Reproduce the lines below from the one that contains "[locate] blue lake" through the end, inclusive, and add nothing.

**Saved entries:**
□ □ □ □
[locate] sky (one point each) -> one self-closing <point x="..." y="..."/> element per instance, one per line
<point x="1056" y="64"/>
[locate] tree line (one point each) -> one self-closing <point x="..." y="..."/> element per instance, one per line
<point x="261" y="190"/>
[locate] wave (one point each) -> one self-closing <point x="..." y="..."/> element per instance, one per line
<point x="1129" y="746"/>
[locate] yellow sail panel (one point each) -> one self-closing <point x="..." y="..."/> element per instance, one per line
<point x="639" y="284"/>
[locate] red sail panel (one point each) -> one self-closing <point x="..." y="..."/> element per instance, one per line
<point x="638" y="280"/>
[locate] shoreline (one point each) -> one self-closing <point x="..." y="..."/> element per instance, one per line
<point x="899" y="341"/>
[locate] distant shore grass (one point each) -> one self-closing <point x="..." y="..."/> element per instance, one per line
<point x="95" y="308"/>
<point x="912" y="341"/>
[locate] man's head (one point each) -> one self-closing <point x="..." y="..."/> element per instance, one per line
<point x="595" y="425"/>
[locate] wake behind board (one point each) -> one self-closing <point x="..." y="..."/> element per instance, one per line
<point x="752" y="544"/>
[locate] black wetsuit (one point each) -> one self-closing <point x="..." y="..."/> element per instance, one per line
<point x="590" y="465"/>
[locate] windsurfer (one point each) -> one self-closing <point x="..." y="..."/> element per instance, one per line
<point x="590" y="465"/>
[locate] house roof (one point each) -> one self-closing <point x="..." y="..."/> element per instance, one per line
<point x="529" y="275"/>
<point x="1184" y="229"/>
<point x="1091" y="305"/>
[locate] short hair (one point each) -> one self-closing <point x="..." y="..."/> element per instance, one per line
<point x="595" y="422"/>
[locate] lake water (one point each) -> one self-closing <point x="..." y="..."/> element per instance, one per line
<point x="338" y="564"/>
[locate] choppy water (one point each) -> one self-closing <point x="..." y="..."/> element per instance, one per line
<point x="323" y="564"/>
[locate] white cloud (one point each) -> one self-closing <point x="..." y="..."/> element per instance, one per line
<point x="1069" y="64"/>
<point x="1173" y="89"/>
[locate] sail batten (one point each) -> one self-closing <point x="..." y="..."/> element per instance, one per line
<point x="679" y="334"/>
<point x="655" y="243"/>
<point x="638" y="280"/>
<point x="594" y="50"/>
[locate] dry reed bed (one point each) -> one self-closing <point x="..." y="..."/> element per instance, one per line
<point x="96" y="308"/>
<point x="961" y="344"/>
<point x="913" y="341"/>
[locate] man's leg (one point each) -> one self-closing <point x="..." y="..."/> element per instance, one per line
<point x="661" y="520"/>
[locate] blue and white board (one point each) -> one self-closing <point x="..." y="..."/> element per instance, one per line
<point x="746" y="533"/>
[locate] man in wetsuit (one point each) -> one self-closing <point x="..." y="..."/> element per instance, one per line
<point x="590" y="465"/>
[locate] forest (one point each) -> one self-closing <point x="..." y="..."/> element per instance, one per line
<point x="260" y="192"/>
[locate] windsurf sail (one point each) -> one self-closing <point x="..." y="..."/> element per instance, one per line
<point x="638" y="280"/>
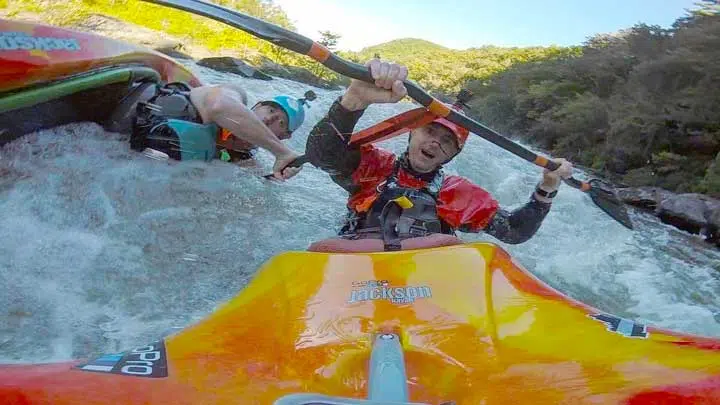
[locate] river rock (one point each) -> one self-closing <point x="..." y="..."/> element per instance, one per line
<point x="689" y="212"/>
<point x="644" y="197"/>
<point x="233" y="65"/>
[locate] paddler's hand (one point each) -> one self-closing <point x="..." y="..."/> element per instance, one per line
<point x="388" y="86"/>
<point x="552" y="179"/>
<point x="281" y="171"/>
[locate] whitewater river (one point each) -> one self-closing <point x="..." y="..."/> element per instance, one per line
<point x="103" y="249"/>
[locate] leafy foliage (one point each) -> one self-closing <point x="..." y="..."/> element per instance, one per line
<point x="641" y="105"/>
<point x="444" y="71"/>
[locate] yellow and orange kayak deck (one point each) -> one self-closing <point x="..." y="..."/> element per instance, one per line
<point x="475" y="328"/>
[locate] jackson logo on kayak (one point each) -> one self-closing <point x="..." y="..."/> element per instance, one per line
<point x="146" y="361"/>
<point x="375" y="290"/>
<point x="11" y="41"/>
<point x="622" y="326"/>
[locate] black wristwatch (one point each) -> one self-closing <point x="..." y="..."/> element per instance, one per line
<point x="544" y="193"/>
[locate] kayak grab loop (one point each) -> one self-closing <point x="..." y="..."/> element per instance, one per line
<point x="387" y="382"/>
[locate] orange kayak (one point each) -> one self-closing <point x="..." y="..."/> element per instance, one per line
<point x="460" y="324"/>
<point x="52" y="76"/>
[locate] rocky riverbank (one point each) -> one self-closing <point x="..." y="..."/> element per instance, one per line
<point x="691" y="212"/>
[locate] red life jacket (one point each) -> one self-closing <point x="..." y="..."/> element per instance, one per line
<point x="452" y="201"/>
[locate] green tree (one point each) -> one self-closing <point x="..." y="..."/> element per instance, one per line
<point x="329" y="39"/>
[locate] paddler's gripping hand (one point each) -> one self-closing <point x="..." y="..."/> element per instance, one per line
<point x="281" y="170"/>
<point x="388" y="86"/>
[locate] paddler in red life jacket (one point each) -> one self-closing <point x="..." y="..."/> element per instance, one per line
<point x="408" y="202"/>
<point x="213" y="122"/>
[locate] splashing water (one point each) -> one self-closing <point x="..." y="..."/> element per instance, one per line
<point x="104" y="249"/>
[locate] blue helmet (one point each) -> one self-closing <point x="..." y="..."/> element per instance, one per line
<point x="294" y="108"/>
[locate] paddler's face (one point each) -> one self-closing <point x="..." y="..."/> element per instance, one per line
<point x="430" y="147"/>
<point x="274" y="118"/>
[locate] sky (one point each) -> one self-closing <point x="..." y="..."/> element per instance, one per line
<point x="462" y="24"/>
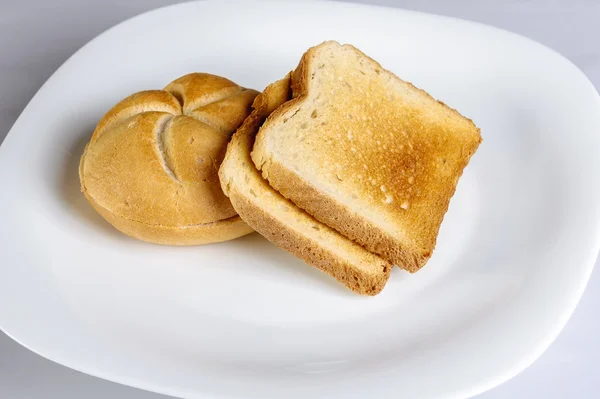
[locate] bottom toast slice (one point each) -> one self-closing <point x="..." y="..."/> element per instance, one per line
<point x="282" y="222"/>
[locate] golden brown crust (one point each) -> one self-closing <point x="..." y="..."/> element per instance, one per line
<point x="151" y="168"/>
<point x="395" y="160"/>
<point x="284" y="224"/>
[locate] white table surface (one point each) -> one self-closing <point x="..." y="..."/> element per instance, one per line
<point x="37" y="36"/>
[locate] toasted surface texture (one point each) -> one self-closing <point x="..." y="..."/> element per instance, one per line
<point x="366" y="153"/>
<point x="151" y="167"/>
<point x="283" y="223"/>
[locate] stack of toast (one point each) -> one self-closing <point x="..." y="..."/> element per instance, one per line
<point x="348" y="167"/>
<point x="340" y="163"/>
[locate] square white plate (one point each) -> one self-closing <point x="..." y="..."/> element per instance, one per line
<point x="243" y="319"/>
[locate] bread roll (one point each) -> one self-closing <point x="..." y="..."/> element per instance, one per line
<point x="151" y="166"/>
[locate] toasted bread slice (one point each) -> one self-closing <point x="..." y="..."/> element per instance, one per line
<point x="366" y="153"/>
<point x="283" y="223"/>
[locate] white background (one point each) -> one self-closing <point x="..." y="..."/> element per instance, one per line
<point x="37" y="36"/>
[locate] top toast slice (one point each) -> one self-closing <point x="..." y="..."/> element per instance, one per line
<point x="283" y="223"/>
<point x="366" y="153"/>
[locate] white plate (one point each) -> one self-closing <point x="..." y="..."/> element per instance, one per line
<point x="244" y="319"/>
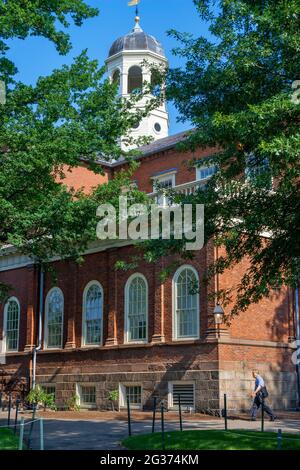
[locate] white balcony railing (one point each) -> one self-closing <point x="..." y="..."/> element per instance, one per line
<point x="185" y="189"/>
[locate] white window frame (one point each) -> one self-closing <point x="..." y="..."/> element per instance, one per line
<point x="46" y="319"/>
<point x="4" y="342"/>
<point x="170" y="392"/>
<point x="83" y="335"/>
<point x="122" y="395"/>
<point x="126" y="323"/>
<point x="158" y="179"/>
<point x="86" y="406"/>
<point x="174" y="304"/>
<point x="201" y="167"/>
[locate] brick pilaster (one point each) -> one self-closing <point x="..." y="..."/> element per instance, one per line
<point x="112" y="298"/>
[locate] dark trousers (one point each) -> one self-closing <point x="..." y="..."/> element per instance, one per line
<point x="256" y="405"/>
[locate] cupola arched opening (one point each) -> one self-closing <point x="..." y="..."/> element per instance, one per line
<point x="135" y="79"/>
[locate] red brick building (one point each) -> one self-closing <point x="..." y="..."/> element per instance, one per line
<point x="105" y="330"/>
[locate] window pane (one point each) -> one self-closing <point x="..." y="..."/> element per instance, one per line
<point x="186" y="310"/>
<point x="55" y="319"/>
<point x="12" y="326"/>
<point x="137" y="310"/>
<point x="134" y="394"/>
<point x="93" y="315"/>
<point x="88" y="395"/>
<point x="206" y="171"/>
<point x="161" y="186"/>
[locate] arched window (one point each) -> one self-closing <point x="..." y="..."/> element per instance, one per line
<point x="116" y="78"/>
<point x="92" y="314"/>
<point x="136" y="309"/>
<point x="186" y="303"/>
<point x="54" y="319"/>
<point x="135" y="79"/>
<point x="11" y="324"/>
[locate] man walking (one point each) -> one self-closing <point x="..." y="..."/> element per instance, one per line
<point x="260" y="394"/>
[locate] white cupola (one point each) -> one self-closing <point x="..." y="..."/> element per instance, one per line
<point x="125" y="65"/>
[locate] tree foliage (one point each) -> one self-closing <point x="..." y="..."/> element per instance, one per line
<point x="70" y="118"/>
<point x="236" y="89"/>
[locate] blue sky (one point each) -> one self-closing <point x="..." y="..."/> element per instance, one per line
<point x="36" y="56"/>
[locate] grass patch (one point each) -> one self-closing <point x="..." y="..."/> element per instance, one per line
<point x="212" y="440"/>
<point x="8" y="441"/>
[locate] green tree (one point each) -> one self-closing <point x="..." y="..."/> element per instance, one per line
<point x="23" y="18"/>
<point x="236" y="90"/>
<point x="68" y="118"/>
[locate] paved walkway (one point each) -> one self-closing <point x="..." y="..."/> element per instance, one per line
<point x="107" y="435"/>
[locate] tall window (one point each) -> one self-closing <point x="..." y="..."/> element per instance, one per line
<point x="54" y="318"/>
<point x="136" y="305"/>
<point x="161" y="185"/>
<point x="92" y="314"/>
<point x="186" y="303"/>
<point x="135" y="79"/>
<point x="11" y="324"/>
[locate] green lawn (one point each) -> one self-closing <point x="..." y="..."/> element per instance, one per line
<point x="8" y="441"/>
<point x="212" y="440"/>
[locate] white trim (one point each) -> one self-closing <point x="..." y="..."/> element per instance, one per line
<point x="4" y="346"/>
<point x="122" y="395"/>
<point x="83" y="332"/>
<point x="165" y="174"/>
<point x="46" y="319"/>
<point x="126" y="309"/>
<point x="78" y="392"/>
<point x="170" y="391"/>
<point x="200" y="167"/>
<point x="174" y="297"/>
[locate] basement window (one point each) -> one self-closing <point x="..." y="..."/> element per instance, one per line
<point x="133" y="393"/>
<point x="87" y="396"/>
<point x="186" y="392"/>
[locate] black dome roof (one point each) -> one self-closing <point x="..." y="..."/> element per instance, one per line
<point x="136" y="40"/>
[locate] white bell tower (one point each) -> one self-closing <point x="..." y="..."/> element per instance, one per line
<point x="125" y="66"/>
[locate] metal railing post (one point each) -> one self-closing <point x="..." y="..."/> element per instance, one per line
<point x="154" y="413"/>
<point x="9" y="410"/>
<point x="41" y="434"/>
<point x="128" y="417"/>
<point x="225" y="412"/>
<point x="180" y="413"/>
<point x="21" y="436"/>
<point x="162" y="427"/>
<point x="262" y="414"/>
<point x="16" y="415"/>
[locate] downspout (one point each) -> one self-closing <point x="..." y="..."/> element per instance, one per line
<point x="297" y="320"/>
<point x="40" y="323"/>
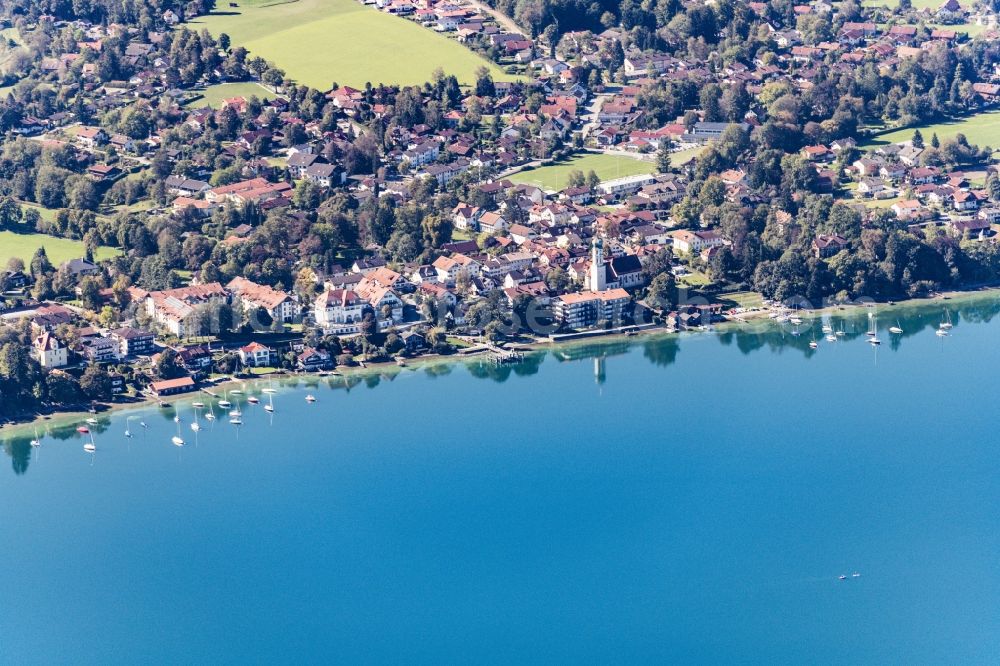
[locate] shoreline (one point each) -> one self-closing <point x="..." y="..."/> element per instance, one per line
<point x="57" y="420"/>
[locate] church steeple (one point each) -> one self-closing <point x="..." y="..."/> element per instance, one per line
<point x="598" y="271"/>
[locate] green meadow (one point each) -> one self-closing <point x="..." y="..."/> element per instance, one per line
<point x="214" y="95"/>
<point x="319" y="42"/>
<point x="982" y="129"/>
<point x="59" y="249"/>
<point x="607" y="167"/>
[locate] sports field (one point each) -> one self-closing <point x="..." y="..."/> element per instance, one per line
<point x="982" y="129"/>
<point x="58" y="249"/>
<point x="892" y="4"/>
<point x="319" y="42"/>
<point x="213" y="95"/>
<point x="607" y="167"/>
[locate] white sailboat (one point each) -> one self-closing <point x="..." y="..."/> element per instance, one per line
<point x="176" y="439"/>
<point x="946" y="324"/>
<point x="873" y="332"/>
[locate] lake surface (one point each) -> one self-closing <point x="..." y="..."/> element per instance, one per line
<point x="688" y="499"/>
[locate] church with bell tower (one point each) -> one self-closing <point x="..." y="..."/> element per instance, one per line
<point x="598" y="278"/>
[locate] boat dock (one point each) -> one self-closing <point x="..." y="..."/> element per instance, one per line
<point x="500" y="356"/>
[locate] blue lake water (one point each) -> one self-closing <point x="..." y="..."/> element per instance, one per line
<point x="687" y="499"/>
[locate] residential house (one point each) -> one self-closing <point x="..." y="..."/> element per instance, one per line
<point x="828" y="245"/>
<point x="174" y="308"/>
<point x="256" y="355"/>
<point x="339" y="311"/>
<point x="49" y="351"/>
<point x="134" y="342"/>
<point x="172" y="386"/>
<point x="279" y="305"/>
<point x="585" y="309"/>
<point x="313" y="360"/>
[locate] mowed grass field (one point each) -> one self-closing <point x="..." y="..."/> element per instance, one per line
<point x="607" y="167"/>
<point x="213" y="95"/>
<point x="319" y="42"/>
<point x="59" y="249"/>
<point x="982" y="129"/>
<point x="892" y="4"/>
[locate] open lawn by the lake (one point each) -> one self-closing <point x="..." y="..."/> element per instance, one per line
<point x="58" y="249"/>
<point x="319" y="42"/>
<point x="982" y="129"/>
<point x="214" y="95"/>
<point x="607" y="167"/>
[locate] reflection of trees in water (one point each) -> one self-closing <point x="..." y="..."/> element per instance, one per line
<point x="19" y="451"/>
<point x="662" y="351"/>
<point x="979" y="312"/>
<point x="434" y="370"/>
<point x="530" y="365"/>
<point x="581" y="352"/>
<point x="483" y="369"/>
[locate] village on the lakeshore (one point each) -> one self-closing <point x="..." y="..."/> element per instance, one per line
<point x="215" y="218"/>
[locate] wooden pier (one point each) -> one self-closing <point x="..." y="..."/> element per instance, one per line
□ □ □ □
**EXERCISE ANSWER:**
[locate] blue lake water (one point each) -> one self-closing <point x="..." y="..."/> element per instance, one per line
<point x="687" y="499"/>
[locate] residential house (one point each) -> one self-closing <point x="..." y="..."/> element per instance, one per line
<point x="828" y="245"/>
<point x="174" y="308"/>
<point x="256" y="355"/>
<point x="339" y="311"/>
<point x="49" y="351"/>
<point x="134" y="342"/>
<point x="172" y="386"/>
<point x="279" y="305"/>
<point x="585" y="309"/>
<point x="313" y="360"/>
[locate] mowed grass field (one point each) -> one self-closing <point x="..." y="..."/> element per instance, one per line
<point x="607" y="167"/>
<point x="213" y="95"/>
<point x="319" y="42"/>
<point x="59" y="249"/>
<point x="982" y="129"/>
<point x="892" y="4"/>
[locate] open lawn by the lake (one point each) -> one self-closing <point x="..." y="..."/> element per instance, one per line
<point x="58" y="249"/>
<point x="319" y="42"/>
<point x="982" y="129"/>
<point x="214" y="95"/>
<point x="607" y="167"/>
[locate] reflection of trees in water (one point each) -> one self-closing <point x="..." y="..."/> element per instance, one per line
<point x="19" y="451"/>
<point x="662" y="351"/>
<point x="979" y="312"/>
<point x="434" y="370"/>
<point x="530" y="365"/>
<point x="581" y="352"/>
<point x="483" y="369"/>
[locate] village on the lakeshore (one point each) -> one self-closing <point x="..." y="..."/> element per instance, one per line
<point x="215" y="218"/>
[locate] wooden pier (one point each) -> one self-closing <point x="..." y="..."/> element per instance, one per line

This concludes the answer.